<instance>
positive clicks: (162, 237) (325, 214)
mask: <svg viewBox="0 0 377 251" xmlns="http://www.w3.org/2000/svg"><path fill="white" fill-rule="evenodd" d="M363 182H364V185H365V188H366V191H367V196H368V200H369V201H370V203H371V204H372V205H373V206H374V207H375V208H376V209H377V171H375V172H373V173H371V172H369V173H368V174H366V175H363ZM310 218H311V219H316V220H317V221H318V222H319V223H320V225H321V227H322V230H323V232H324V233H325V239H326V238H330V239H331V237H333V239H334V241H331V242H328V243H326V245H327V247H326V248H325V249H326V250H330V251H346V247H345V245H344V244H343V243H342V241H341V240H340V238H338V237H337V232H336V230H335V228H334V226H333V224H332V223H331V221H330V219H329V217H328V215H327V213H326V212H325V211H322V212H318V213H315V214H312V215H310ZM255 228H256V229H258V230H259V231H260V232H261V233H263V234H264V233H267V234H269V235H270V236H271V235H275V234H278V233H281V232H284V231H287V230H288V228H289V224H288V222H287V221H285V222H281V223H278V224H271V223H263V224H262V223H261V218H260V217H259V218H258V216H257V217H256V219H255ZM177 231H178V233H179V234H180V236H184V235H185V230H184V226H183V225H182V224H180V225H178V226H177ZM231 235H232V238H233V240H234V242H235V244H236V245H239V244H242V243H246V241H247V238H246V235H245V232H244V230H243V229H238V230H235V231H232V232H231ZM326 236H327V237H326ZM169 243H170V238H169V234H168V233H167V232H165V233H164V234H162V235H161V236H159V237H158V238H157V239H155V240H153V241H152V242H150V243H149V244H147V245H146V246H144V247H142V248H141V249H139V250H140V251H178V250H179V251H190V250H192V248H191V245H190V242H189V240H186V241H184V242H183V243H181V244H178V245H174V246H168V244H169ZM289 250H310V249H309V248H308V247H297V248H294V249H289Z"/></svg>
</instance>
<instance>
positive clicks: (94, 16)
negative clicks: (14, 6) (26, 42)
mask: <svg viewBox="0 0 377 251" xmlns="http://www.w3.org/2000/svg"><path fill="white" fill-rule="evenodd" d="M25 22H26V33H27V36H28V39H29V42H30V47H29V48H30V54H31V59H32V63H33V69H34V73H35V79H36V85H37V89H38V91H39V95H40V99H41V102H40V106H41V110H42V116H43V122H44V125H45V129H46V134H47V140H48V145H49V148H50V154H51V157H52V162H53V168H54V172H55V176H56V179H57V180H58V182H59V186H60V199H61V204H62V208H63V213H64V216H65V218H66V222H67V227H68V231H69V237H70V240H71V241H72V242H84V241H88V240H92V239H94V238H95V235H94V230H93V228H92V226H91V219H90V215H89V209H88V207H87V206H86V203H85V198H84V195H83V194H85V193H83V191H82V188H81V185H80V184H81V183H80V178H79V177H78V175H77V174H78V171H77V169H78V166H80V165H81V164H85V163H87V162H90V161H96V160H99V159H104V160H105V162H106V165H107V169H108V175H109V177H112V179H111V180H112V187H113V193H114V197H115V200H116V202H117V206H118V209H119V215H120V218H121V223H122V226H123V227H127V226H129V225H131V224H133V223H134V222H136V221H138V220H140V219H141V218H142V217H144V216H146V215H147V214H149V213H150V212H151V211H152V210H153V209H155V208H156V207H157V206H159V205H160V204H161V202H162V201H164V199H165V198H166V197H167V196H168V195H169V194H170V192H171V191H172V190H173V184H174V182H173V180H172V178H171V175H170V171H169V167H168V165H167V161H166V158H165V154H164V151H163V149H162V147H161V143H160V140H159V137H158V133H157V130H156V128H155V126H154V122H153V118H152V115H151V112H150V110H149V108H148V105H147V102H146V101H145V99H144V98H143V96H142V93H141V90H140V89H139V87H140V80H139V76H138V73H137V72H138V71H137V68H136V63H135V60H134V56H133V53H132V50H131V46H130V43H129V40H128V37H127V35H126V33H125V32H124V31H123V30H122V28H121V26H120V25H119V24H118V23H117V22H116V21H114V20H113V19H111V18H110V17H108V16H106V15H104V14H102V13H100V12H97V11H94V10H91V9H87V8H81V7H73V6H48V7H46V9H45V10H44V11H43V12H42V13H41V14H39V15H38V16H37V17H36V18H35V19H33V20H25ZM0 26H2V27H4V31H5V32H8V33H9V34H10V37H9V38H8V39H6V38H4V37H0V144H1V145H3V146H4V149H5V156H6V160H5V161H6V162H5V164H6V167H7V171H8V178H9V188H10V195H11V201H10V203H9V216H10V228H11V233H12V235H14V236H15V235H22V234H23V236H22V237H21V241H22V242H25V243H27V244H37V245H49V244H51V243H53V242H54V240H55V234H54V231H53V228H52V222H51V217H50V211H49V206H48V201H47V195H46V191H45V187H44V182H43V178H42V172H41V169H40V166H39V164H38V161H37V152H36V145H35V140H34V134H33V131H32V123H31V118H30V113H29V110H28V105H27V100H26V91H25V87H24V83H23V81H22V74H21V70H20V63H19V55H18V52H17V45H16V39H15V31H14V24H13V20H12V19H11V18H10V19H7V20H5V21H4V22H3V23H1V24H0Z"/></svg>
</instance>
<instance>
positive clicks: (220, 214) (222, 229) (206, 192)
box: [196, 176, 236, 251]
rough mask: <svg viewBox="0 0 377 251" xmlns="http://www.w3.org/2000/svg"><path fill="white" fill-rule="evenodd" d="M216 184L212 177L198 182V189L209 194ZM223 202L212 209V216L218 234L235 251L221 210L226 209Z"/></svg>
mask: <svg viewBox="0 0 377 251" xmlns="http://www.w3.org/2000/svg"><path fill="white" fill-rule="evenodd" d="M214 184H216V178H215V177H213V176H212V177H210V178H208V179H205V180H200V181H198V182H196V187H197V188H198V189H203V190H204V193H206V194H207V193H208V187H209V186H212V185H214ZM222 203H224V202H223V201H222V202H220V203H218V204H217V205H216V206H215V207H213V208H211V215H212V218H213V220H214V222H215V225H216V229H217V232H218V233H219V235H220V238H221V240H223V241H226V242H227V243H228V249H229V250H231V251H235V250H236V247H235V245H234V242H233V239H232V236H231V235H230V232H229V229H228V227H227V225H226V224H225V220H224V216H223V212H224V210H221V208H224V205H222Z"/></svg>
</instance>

#### Task requirements:
Each line above must be retyped exactly in the response.

#### Response for this exercise:
<instance>
positive clicks: (162, 237) (325, 214)
mask: <svg viewBox="0 0 377 251" xmlns="http://www.w3.org/2000/svg"><path fill="white" fill-rule="evenodd" d="M363 182H364V185H365V188H366V191H367V196H368V200H369V201H370V203H371V204H372V205H373V206H374V207H375V208H376V209H377V171H375V172H373V173H371V172H369V173H368V174H366V175H363ZM310 218H311V219H316V220H317V221H318V222H319V223H320V225H321V227H322V230H323V232H324V233H325V239H326V238H330V239H331V237H333V239H334V241H331V242H328V243H326V245H327V247H326V248H325V249H326V250H330V251H346V247H345V245H344V244H343V243H342V241H341V240H340V238H338V237H337V232H336V230H335V228H334V226H333V224H332V223H331V221H330V219H329V217H328V215H327V213H326V212H325V211H322V212H318V213H315V214H312V215H310ZM255 228H256V229H258V230H259V231H260V232H261V233H263V234H264V233H267V234H269V235H270V236H271V235H275V234H278V233H281V232H284V231H287V230H288V228H289V224H288V222H287V221H285V222H281V223H278V224H271V223H263V224H262V223H261V218H260V217H259V218H258V216H257V217H256V219H255ZM177 231H178V233H179V234H180V236H184V235H185V230H184V226H183V225H182V224H180V225H178V226H177ZM231 235H232V238H233V240H234V242H235V244H236V245H239V244H242V243H246V241H247V238H246V235H245V232H244V230H243V229H238V230H235V231H232V232H231ZM326 236H327V237H326ZM169 243H170V238H169V234H168V233H167V232H165V233H164V234H162V235H161V236H159V237H158V238H157V239H155V240H153V241H152V242H150V243H149V244H147V245H146V246H144V247H142V248H141V249H139V250H140V251H178V250H179V251H190V250H192V248H191V245H190V242H189V240H186V241H184V242H183V243H181V244H178V245H174V246H168V244H169ZM289 250H310V249H309V248H308V247H297V248H294V249H289Z"/></svg>
</instance>
<instance>
positive clicks: (94, 16)
negative clicks: (14, 6) (26, 42)
mask: <svg viewBox="0 0 377 251" xmlns="http://www.w3.org/2000/svg"><path fill="white" fill-rule="evenodd" d="M25 22H26V33H27V36H28V39H29V42H30V47H29V48H30V54H31V59H32V63H33V69H34V73H35V79H36V85H37V89H38V91H39V95H40V99H41V102H40V106H41V110H42V116H43V122H44V125H45V129H46V134H47V140H48V145H49V148H50V154H51V157H52V162H53V168H54V172H55V176H56V179H57V180H58V182H59V186H60V199H61V204H62V208H63V213H64V216H65V218H66V222H67V227H68V231H69V237H70V240H71V241H72V242H84V241H88V240H92V239H94V238H95V235H94V230H93V228H92V226H91V219H90V215H89V209H88V207H87V206H86V203H85V198H84V195H83V194H85V193H83V191H82V188H81V185H80V184H81V183H80V178H79V177H78V175H77V174H78V171H77V169H78V166H80V165H81V164H85V163H87V162H90V161H96V160H99V159H104V160H105V162H106V165H107V169H108V175H109V177H112V179H111V180H112V187H113V193H114V197H115V200H116V202H117V206H118V209H119V215H120V218H121V223H122V226H123V227H127V226H129V225H131V224H133V223H134V222H136V221H138V220H140V219H141V218H142V217H144V216H146V215H147V214H149V213H150V212H151V211H152V210H153V209H155V208H156V207H157V206H159V205H160V204H161V202H162V201H164V199H165V198H166V197H167V196H168V195H169V194H170V192H171V191H172V190H173V184H174V182H173V180H172V178H171V175H170V171H169V167H168V165H167V161H166V158H165V154H164V151H163V149H162V147H161V143H160V140H159V137H158V133H157V130H156V128H155V126H154V122H153V118H152V115H151V112H150V110H149V108H148V105H147V102H146V101H145V99H144V98H143V96H142V93H141V90H140V89H139V87H140V80H139V76H138V73H137V72H138V71H137V68H136V63H135V60H134V56H133V53H132V50H131V46H130V43H129V40H128V37H127V35H126V33H125V32H124V31H123V30H122V28H121V26H120V25H119V24H118V23H117V22H116V21H114V20H113V19H111V18H110V17H108V16H106V15H104V14H102V13H100V12H97V11H94V10H91V9H87V8H81V7H73V6H48V7H46V9H45V10H44V11H43V12H42V13H41V14H39V15H38V16H37V17H36V18H35V19H33V20H25ZM0 26H2V27H4V31H5V32H8V33H9V34H10V37H9V38H8V39H6V38H4V37H0V144H1V145H3V146H4V149H5V156H6V160H5V161H6V162H5V164H6V167H7V171H8V178H9V188H10V195H11V201H10V203H9V216H10V228H11V233H12V235H14V236H15V235H22V234H23V236H22V237H21V241H22V242H25V243H27V244H37V245H49V244H51V243H53V242H54V240H55V234H54V231H53V228H52V222H51V217H50V211H49V206H48V201H47V195H46V191H45V187H44V182H43V178H42V172H41V169H40V166H39V164H38V161H37V152H36V145H35V140H34V134H33V131H32V123H31V118H30V113H29V110H28V105H27V100H26V91H25V87H24V83H23V81H22V74H21V70H20V63H19V55H18V52H17V45H16V39H15V31H14V24H13V20H12V19H11V18H10V19H7V20H5V21H4V22H3V23H1V24H0Z"/></svg>
</instance>
<instance>
positive clicks: (220, 214) (222, 229) (206, 192)
box: [196, 176, 236, 251]
rough mask: <svg viewBox="0 0 377 251" xmlns="http://www.w3.org/2000/svg"><path fill="white" fill-rule="evenodd" d="M216 184L212 177L198 182V189L209 194ZM223 202L212 209V216L218 234L235 251L221 210L226 209Z"/></svg>
mask: <svg viewBox="0 0 377 251" xmlns="http://www.w3.org/2000/svg"><path fill="white" fill-rule="evenodd" d="M214 184H216V178H215V177H213V176H212V177H210V178H208V179H205V180H200V181H198V182H196V187H197V188H198V189H203V190H204V193H206V194H207V193H208V187H209V186H212V185H214ZM222 203H224V202H223V201H222V202H220V203H218V204H217V205H216V206H215V207H213V208H211V215H212V218H213V220H214V222H215V225H216V229H217V232H218V233H219V235H220V238H221V240H223V241H226V242H227V243H228V249H229V250H231V251H235V250H236V247H235V245H234V242H233V239H232V236H231V235H230V232H229V229H228V227H227V225H226V224H225V220H224V216H223V212H224V210H221V208H224V205H222Z"/></svg>
</instance>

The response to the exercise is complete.